- Records supplied:
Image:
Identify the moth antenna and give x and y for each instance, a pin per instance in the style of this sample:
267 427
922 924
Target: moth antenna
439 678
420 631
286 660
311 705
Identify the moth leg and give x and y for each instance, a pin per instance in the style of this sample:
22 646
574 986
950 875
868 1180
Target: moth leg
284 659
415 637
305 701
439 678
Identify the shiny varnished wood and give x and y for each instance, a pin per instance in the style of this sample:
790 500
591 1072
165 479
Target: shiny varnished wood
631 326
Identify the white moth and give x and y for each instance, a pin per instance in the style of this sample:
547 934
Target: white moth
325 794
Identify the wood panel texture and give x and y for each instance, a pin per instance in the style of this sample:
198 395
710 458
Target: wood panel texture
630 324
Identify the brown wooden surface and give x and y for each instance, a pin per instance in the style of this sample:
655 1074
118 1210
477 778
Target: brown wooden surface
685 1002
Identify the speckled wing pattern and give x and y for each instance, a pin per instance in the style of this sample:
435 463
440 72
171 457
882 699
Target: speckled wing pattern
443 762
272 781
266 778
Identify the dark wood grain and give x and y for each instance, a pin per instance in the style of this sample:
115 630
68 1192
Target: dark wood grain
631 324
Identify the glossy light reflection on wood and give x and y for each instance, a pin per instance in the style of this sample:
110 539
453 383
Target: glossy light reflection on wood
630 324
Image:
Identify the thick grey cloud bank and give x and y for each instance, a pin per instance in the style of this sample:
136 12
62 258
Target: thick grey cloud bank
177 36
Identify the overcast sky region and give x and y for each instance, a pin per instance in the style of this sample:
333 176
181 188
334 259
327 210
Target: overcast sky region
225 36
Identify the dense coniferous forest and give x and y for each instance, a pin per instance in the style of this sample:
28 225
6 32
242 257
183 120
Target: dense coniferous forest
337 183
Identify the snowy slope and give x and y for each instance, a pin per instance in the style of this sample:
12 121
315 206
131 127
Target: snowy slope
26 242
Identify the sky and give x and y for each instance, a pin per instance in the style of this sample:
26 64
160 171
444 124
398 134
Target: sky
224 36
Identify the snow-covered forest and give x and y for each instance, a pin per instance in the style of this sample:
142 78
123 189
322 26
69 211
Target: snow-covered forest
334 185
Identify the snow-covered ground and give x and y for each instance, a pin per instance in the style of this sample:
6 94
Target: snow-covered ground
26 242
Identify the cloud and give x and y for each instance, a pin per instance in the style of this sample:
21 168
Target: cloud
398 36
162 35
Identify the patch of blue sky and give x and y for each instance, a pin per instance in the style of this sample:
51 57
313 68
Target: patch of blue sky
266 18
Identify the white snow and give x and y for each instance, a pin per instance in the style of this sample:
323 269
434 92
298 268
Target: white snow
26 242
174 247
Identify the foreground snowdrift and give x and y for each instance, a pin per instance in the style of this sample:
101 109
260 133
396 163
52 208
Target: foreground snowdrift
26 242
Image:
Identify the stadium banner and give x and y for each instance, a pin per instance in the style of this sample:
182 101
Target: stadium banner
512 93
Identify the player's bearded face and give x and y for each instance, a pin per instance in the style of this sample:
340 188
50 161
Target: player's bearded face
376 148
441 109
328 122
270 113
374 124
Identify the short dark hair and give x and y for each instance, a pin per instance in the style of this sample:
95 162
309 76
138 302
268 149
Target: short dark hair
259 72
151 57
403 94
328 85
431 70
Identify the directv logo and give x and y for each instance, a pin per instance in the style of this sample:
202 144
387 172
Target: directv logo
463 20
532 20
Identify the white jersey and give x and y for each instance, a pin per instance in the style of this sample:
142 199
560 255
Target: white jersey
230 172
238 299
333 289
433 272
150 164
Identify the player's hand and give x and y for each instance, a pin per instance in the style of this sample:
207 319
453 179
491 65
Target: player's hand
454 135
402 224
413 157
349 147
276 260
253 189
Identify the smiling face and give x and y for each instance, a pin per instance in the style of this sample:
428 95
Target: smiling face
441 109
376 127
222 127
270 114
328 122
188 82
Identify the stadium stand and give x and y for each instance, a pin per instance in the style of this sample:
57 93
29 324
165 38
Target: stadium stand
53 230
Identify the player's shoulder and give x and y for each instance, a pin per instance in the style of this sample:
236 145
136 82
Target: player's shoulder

- Directions for this task:
Copy every line above once more, precisely as it reads.

- Solution:
Image:
Identify the moth antenna and give x and y for each instance, a pin per instance in the style of this sample:
267 427
922 924
Target: moth antenna
439 678
420 631
286 660
311 705
Identify the moth leg and give x and y for each instance, a pin per instance in the style of this sample:
22 646
574 986
950 875
868 1180
Target: moth leg
284 659
415 637
305 701
439 678
Identify the shiny varnished wood and give x and y for each instance, a pin per instance in the style of this sample:
790 500
591 1072
165 479
Target: shiny varnished wood
631 326
Identify the white moth and give x and y for each instance, a pin per instance in the style of this sample:
547 934
Target: white moth
325 794
Identify the wood panel texture and give x and y for each instance, a pin per instance in the style of this sample:
198 395
710 458
Target: wood panel texture
630 324
Identify the brown wooden surface and give x and y for each instance, a pin per instance in the style of this sample:
655 1074
118 1210
477 778
Target: brown wooden surface
685 1002
Identify the speckled wing pattern and give x and y for each instance, a pin per instance in the style of this sample:
435 463
440 72
171 457
882 699
Target: speckled wing pattern
443 762
272 781
266 778
Identify the dark wood grain and give x and y for each instance, a pin per instance in the style of this sample:
115 630
68 1192
Target: dark wood grain
631 324
Identify the glossy light reflection on wood and give x and y for each instance, a pin per instance in the style of this sample:
110 539
453 383
Target: glossy light reflection on wood
630 324
Image:
Identify the thick grey cloud bank and give x and y for each instance, a pin per instance in the style of this sample:
136 12
62 258
Target: thick grey cloud bank
177 36
Identify the overcast sky region and give x and y for each instance, a pin per instance in the style of this sample:
333 176
181 188
334 259
327 210
Target: overcast sky region
225 36
Identify the dense coniferous forest and give x and y for each instance, a pin per instance in the style of this sample:
28 225
6 32
242 257
183 120
Target: dense coniferous forest
337 183
Identify the snowy slope and give x and y for each instance, a pin per instance in the style of this sample:
12 121
315 206
131 127
Target: snowy slope
26 242
Identify the sky and give x and y for each instance, a pin per instance in the style of this sample:
26 64
160 171
444 124
398 134
Target: sky
224 36
Identify the snow-covered forest and give x and y for each instance, a pin per instance in the style of this sample:
142 78
123 189
322 26
69 211
Target: snow-covered forest
334 185
Identify the snow-covered ground and give x and y for each instance, a pin per instance in the style of this sample:
6 94
Target: snow-covered ground
26 242
Identify the cloud and give x and y for each instance, a pin per instance in the style of this sample:
21 168
Target: cloud
398 36
162 35
Identify the patch of blue sky and give x and y for each instance, a pin per instance in the style of this sample:
51 57
313 68
Target: patch of blue sky
266 18
Identify the white snow and give x and y for each instance, a pin per instance in the style of this sample:
323 269
434 92
298 268
Target: white snow
26 242
174 247
Identify the foreground snowdrift and give x and y for each instance, a pin per instance in the style of this sample:
101 109
260 133
396 163
52 208
Target: foreground snowdrift
26 242
Image:
Identify the stadium banner and give x and y for each instance, a pin per instance in the style of this sample:
182 101
Target: stadium banner
512 93
Identify the player's bearded face and give x and y for each instance, a pin per instance in the style of this sample:
340 188
50 161
Target: player's bearded face
376 148
441 109
328 122
270 113
374 124
Identify the short dark hair and give x and y for each instance, a pin per instance in the style of this sample:
95 162
309 76
138 302
268 149
Target: short dark hair
259 72
151 57
403 94
328 85
431 70
Identify the directv logo and give x and y for each instance, a pin per instance in the style of this sample:
202 144
387 172
Target: directv logo
463 20
532 20
Identify the white jersey and give x and y for each instance, a pin per instance in the style of this sample:
142 199
560 255
Target: white jersey
230 172
238 299
333 289
433 272
150 164
Identify the player's hand and give x and y for each instance, a pin per instance in the style of this sample:
207 319
453 179
491 65
Target: player's hand
454 135
402 224
413 157
349 147
276 260
253 189
Identify the smiling face and give x and y for each instance, a pin per instance in the style of this sample:
428 95
Target: smiling face
441 109
376 127
222 127
270 114
328 122
188 82
Identify the stadium stand and give x and y for each instance, a pin per instance in the style of this sample:
57 93
29 324
165 38
Target: stadium stand
53 230
Identify the player's shoulder and give x and y for each instance, a pin per instance in the style of this sample:
236 145
136 82
Target: player's shoulder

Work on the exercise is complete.